## WHAT THIS EXERCISE ASKS:
(A) Does each statement agree with the post about Aunt Luzon's funeral? Answer yes or no for each, and quote the words of the post that decide it. (i) Aunt Luzon's first husband was a pilot killed over Italy. (ii) Aunt Luzon and Verl Peterson raised children together. (iii) Few people came to Aunt Luzon's funeral.
(B) In the post about Aunt Luzon's funeral, what did Aunt Luzon become before she married in her early twenties?
(C) Continue the post about Aunt Luzon's funeral, beginning right after its final sentence.

## PASSAGE SHOWN:
----------------
Sunday, June 29, 2008

The Last of the Anderson Women


Last week I attended the funeral of my great-aunt, Luzon. She was 94 years old and never lost any of her mental power; her wit, intelligence, and incredible capacity to love others stayed with her right up to the end. She was part of the Anderson clan; one of my grandmother’s many sisters. Of all my extended relatives, the Andersons were the only ones who played a part in my growing up. My grandmother died before I was born, but her sisters were strong, wonderful women who continued to care for and comfort us. Because of them, I know what my grandmother must have been like.

Aunt Luzon did nothing that would make news, but she was remarkable in many ways and has left an imprint on my life that I will treasure forever. She became a nurse and then married in her early twenties, but this was during WWII and her husband, a B-17 pilot, was shot down over Italy and killed five years after she married him. Devastated she moved back home with her widowed mother to help on the farm. In 1948 she married Verl Peterson, but they were never able to have children. You’d think that being 94 and outliving two husbands, all of your friends, and not having children would mean that the funeral would be very sparsely attended. Not so. There were more flowers and people than most funerals. But more amazing was the family gathering before the funeral. Every niece and nephew felt as if they were Aunt Luzon’s favorite. She had a wonderful gift for making you feel like the most important person in the world whenever you were with her. She delighted in the small things in life and demonstrated a rare contentment and peace with whatever life handed her.
----------------
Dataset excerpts
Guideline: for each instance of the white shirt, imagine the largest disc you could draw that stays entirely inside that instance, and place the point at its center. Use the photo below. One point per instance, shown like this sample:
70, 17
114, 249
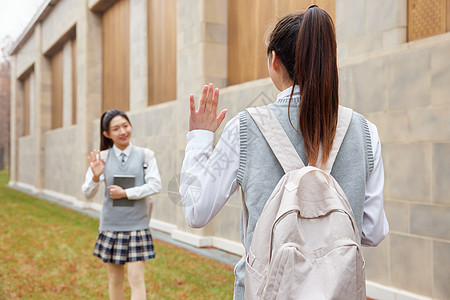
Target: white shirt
217, 169
152, 179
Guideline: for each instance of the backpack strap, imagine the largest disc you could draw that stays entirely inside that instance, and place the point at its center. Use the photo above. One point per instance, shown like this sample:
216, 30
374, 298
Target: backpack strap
276, 137
344, 118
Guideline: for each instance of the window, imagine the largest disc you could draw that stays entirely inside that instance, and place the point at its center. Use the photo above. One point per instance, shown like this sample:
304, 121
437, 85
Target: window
427, 18
116, 57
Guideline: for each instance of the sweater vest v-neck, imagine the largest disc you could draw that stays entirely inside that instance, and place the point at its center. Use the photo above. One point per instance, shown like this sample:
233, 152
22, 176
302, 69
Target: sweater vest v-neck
124, 218
260, 171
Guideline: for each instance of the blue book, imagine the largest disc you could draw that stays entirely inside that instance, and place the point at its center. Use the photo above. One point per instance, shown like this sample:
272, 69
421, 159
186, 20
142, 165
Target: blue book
125, 182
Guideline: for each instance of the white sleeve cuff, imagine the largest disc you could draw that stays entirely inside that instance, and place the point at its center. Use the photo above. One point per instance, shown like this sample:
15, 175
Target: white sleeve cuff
199, 139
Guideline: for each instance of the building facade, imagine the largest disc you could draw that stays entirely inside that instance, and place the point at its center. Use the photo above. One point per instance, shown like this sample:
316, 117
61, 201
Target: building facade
5, 100
78, 58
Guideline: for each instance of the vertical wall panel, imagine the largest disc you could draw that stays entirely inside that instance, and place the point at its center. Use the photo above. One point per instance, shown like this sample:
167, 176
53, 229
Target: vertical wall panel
56, 64
26, 105
248, 24
162, 51
74, 81
116, 57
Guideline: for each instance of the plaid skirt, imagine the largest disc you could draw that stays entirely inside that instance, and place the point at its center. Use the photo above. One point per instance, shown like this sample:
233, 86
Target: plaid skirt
119, 247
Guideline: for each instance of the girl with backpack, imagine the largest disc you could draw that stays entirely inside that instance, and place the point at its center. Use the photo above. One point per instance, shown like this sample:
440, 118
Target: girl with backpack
124, 234
302, 64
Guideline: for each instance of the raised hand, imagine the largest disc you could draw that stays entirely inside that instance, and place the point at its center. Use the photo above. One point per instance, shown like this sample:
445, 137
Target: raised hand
97, 164
205, 117
116, 192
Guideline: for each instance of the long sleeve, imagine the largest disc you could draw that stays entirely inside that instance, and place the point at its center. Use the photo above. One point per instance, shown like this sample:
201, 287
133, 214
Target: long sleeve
152, 180
375, 226
208, 177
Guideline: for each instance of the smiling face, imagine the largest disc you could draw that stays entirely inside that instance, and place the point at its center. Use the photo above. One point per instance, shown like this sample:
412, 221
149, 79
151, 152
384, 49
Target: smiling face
119, 132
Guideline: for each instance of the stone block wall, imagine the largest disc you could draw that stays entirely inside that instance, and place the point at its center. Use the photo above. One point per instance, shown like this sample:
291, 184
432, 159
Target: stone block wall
404, 94
401, 87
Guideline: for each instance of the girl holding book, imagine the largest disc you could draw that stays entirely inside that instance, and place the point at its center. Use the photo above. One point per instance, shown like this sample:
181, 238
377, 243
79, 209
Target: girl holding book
124, 234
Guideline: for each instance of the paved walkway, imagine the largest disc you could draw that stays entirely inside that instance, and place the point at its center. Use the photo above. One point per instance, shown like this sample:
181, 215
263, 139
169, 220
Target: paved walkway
212, 253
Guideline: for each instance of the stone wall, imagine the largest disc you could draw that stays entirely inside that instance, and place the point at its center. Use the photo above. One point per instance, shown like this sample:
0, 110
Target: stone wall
401, 87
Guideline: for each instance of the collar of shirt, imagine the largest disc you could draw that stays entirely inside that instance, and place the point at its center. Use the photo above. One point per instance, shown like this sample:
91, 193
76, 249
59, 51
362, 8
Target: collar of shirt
284, 95
127, 151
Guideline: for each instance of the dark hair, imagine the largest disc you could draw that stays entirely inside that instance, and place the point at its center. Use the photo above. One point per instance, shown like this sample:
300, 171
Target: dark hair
106, 143
309, 39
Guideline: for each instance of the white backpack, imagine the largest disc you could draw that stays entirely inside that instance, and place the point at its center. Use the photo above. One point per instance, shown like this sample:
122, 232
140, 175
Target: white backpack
306, 243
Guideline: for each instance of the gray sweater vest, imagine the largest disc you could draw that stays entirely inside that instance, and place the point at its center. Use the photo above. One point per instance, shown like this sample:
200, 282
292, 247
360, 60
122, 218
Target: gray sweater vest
124, 218
260, 171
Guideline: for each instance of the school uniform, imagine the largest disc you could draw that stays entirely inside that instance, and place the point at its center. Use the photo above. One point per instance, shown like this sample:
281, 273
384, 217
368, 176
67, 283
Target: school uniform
243, 157
124, 234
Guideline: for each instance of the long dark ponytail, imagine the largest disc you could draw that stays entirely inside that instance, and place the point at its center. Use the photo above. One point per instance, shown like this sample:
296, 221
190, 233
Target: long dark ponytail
317, 75
106, 143
306, 45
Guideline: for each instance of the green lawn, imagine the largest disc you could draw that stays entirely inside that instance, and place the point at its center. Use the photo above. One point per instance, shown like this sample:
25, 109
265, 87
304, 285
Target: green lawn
46, 253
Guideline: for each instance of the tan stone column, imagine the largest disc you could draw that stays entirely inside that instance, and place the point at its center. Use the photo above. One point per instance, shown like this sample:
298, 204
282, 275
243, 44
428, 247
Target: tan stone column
41, 107
89, 83
13, 124
138, 54
201, 58
67, 84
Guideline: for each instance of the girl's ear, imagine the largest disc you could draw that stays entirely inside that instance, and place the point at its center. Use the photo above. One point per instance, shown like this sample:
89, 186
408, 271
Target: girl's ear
274, 61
----------------
## ANSWERS FOR EACH ITEM:
(A)
(i) Yes: "her husband, a B-17 pilot, was shot down over Italy and killed"
(ii) No: "they were never able to have children"
(iii) No: "Not so. There were more flowers and people than most funerals."

(B) A nurse.

(C)
When I was ten and my father was deathly ill, she and my Aunt Helen made the long trip from Richfield to Brigham City to take care of us for a few days. It was at the time when hula hoops were big and every one at school had a hula hoop except me and my brother. I remember recess in those days as a sea of swirling color as the playground turned into a mass of spinning hoops. I hadn’t even asked my mother for one because she spent most of her time at the hospital and the few moments she was home she was preoccupied and distant. But when Aunt Helen and Aunt Luzon came they bought my brother and me a hula hoop to share without us even asking for it. They didn’t have much money and I knew it was a sacrifice for them which made the gift all the more valuable. The next day as I joined the others on the play ground, adding my yellow hula hoop to the sea of spinning color, I felt such a surge of love for my aunts who had moved me from lonely onlooker to joyful participant. To this day I wonder if that is why yellow is my favorite color.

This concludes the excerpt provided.